**GIVEN RECORDS**
## start
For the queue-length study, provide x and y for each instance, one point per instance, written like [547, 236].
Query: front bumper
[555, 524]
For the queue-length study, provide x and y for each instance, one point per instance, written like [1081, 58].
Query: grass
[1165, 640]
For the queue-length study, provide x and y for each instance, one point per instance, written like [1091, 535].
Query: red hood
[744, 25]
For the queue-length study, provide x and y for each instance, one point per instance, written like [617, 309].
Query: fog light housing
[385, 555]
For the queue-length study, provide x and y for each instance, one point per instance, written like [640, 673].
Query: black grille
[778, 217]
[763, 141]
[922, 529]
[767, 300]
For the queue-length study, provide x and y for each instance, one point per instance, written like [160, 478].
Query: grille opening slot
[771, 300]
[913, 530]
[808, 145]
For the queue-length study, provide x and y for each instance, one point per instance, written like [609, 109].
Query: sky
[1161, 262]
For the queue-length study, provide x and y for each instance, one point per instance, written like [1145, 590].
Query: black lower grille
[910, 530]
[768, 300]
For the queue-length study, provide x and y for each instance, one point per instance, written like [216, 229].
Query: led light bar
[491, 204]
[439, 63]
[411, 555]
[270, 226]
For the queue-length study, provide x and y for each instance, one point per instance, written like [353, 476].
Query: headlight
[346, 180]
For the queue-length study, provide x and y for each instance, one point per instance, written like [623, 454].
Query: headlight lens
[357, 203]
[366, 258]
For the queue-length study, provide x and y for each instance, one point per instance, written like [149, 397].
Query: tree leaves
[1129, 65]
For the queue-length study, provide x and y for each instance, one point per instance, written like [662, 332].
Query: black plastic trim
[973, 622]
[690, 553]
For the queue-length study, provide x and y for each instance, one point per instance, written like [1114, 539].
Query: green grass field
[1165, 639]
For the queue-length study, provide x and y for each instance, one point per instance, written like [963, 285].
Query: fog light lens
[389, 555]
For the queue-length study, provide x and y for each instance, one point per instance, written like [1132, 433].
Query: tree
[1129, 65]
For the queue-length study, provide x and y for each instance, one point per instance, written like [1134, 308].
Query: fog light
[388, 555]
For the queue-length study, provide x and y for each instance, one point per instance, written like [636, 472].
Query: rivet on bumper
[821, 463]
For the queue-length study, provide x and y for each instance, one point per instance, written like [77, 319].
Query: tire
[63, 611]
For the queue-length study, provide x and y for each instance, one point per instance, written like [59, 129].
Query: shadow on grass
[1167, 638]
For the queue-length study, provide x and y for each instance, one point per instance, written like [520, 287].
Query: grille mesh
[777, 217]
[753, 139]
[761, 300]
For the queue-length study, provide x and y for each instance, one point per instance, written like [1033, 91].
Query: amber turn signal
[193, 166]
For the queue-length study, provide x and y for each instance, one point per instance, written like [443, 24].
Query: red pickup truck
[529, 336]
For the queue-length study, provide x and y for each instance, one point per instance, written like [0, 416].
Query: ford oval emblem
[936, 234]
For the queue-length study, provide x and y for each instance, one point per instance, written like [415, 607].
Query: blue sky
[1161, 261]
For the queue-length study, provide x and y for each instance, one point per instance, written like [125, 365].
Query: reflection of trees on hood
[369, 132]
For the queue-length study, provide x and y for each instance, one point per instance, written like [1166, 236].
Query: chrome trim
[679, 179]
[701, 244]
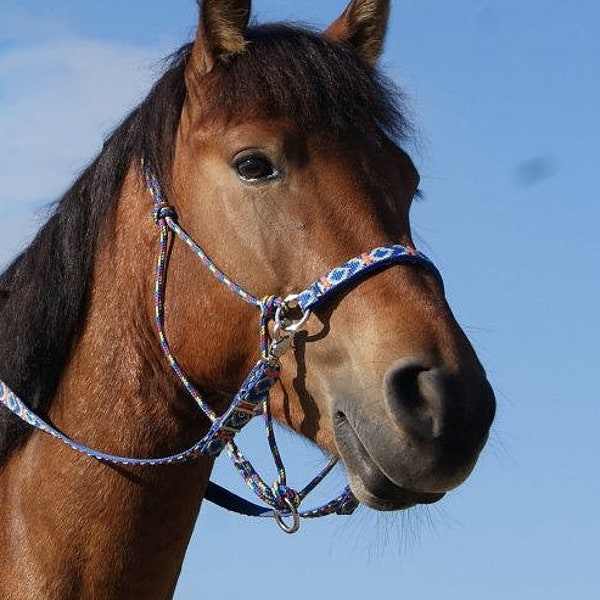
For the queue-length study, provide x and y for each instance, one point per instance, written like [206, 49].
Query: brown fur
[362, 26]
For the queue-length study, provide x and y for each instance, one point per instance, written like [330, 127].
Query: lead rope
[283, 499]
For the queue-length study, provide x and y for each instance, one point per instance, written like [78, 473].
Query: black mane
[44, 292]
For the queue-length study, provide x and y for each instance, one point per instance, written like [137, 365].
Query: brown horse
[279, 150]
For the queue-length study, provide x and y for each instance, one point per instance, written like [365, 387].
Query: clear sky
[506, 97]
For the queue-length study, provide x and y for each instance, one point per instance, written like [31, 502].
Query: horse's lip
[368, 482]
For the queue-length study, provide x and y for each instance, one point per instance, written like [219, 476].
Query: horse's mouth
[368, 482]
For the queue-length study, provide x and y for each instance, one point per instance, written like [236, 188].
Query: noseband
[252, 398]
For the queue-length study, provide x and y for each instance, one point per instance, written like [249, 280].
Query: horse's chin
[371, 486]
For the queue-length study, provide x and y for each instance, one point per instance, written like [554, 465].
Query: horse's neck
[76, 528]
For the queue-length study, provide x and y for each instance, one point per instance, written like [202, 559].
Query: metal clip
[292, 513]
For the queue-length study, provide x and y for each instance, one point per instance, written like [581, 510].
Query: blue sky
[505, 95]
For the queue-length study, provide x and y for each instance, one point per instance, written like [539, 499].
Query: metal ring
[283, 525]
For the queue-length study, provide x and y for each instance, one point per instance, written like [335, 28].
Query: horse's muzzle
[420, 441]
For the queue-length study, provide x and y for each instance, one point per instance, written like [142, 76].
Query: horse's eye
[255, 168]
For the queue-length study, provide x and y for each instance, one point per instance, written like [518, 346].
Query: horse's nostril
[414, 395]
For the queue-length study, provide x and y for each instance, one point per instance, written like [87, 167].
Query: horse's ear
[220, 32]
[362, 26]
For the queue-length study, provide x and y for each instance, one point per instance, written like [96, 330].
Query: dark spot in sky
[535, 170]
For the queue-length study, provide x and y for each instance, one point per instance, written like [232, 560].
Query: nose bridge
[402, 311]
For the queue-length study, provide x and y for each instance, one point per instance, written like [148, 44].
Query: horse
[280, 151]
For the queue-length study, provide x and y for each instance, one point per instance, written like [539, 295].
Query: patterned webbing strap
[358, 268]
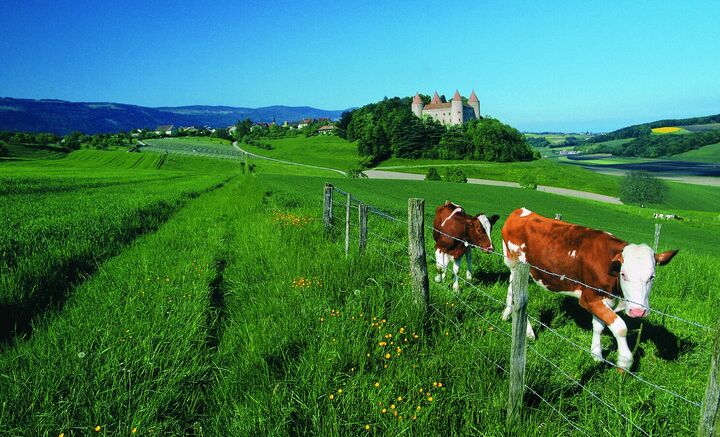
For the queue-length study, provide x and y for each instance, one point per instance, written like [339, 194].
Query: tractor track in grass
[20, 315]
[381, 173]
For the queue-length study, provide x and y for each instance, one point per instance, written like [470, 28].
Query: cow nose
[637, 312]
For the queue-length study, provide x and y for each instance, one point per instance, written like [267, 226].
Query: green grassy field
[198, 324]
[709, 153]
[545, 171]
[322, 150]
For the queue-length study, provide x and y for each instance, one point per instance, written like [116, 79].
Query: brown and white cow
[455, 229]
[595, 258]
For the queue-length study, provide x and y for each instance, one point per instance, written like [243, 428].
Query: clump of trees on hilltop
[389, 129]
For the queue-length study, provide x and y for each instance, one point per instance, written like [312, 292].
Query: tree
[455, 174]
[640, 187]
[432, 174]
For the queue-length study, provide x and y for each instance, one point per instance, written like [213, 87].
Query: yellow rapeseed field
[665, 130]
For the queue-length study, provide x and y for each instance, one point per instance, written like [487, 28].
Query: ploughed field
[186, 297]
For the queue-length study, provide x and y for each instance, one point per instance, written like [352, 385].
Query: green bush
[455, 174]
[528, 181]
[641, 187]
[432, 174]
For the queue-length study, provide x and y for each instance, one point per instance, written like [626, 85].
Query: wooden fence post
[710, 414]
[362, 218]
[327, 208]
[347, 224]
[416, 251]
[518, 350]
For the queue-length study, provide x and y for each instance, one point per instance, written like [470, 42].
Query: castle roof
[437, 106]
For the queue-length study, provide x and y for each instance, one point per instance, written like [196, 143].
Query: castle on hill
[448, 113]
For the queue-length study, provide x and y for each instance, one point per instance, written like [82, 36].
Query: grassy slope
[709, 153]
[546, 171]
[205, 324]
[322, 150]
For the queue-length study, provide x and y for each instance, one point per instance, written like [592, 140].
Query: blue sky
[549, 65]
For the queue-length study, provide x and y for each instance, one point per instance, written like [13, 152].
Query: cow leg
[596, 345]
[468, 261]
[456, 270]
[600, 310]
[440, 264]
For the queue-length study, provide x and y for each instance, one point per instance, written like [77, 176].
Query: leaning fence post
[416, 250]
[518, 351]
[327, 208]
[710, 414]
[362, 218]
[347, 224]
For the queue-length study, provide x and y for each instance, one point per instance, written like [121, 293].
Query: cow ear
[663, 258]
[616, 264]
## end
## start
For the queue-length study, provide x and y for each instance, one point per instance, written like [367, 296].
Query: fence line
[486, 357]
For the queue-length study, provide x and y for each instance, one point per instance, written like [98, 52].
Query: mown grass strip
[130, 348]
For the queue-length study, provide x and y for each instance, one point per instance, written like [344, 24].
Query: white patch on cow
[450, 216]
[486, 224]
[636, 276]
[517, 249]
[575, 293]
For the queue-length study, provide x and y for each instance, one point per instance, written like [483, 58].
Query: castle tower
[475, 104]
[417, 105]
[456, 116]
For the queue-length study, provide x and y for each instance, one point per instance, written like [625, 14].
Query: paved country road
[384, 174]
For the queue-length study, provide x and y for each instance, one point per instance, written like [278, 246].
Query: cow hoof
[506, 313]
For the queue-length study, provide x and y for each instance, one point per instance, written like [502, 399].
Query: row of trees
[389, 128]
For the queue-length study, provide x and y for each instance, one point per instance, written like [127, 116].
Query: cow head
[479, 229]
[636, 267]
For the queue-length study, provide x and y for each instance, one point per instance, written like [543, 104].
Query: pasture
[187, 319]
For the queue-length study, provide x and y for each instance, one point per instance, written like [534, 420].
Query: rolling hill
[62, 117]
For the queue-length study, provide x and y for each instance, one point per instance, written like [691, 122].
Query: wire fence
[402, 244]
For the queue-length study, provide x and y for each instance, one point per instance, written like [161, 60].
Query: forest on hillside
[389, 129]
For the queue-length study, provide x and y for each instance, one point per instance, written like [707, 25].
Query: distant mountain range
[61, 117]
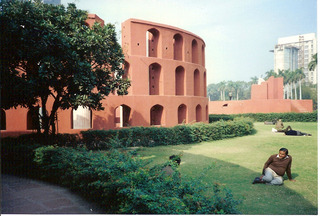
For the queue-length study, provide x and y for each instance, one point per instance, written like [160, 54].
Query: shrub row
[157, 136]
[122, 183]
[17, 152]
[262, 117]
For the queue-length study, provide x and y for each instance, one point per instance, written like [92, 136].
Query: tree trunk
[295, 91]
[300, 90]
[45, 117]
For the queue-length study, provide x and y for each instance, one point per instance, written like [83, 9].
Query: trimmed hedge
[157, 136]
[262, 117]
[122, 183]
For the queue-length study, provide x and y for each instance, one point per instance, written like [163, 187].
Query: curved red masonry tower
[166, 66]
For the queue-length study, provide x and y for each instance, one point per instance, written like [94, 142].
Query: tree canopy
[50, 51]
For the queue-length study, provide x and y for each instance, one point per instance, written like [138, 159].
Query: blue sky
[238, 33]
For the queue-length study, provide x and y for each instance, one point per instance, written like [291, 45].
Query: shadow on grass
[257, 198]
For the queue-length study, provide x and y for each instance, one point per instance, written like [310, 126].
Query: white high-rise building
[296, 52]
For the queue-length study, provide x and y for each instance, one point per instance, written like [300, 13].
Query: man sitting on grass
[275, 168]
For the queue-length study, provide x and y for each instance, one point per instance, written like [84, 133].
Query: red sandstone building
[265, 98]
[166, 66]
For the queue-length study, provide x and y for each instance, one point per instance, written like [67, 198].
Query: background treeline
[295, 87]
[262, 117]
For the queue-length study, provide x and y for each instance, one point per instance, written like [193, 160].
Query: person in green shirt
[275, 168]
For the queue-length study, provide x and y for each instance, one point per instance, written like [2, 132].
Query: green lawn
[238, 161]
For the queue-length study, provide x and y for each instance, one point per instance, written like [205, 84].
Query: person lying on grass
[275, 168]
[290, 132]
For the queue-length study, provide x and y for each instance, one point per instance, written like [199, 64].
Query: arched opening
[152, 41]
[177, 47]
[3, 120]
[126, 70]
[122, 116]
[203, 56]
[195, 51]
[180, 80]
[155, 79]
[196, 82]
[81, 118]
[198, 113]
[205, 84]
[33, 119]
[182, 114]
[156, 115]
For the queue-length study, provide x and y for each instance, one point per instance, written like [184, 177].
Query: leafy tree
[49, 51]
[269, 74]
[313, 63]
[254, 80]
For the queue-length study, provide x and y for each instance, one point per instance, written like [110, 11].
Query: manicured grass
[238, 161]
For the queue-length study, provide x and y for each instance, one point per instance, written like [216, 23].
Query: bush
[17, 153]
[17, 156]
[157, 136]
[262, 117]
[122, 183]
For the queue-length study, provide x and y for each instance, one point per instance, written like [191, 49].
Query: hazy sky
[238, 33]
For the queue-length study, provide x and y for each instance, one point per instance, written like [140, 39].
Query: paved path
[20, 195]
## end
## start
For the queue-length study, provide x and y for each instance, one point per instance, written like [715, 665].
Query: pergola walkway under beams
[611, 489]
## end
**PROBLEM DESCRIPTION**
Identify every line in the data above that contains the string "grille", and copy each of those lines. Case counts.

**ANSWER TO THE EXERCISE**
Query: black grille
Query: grille opening slot
Query: black lower grille
Query: grille mesh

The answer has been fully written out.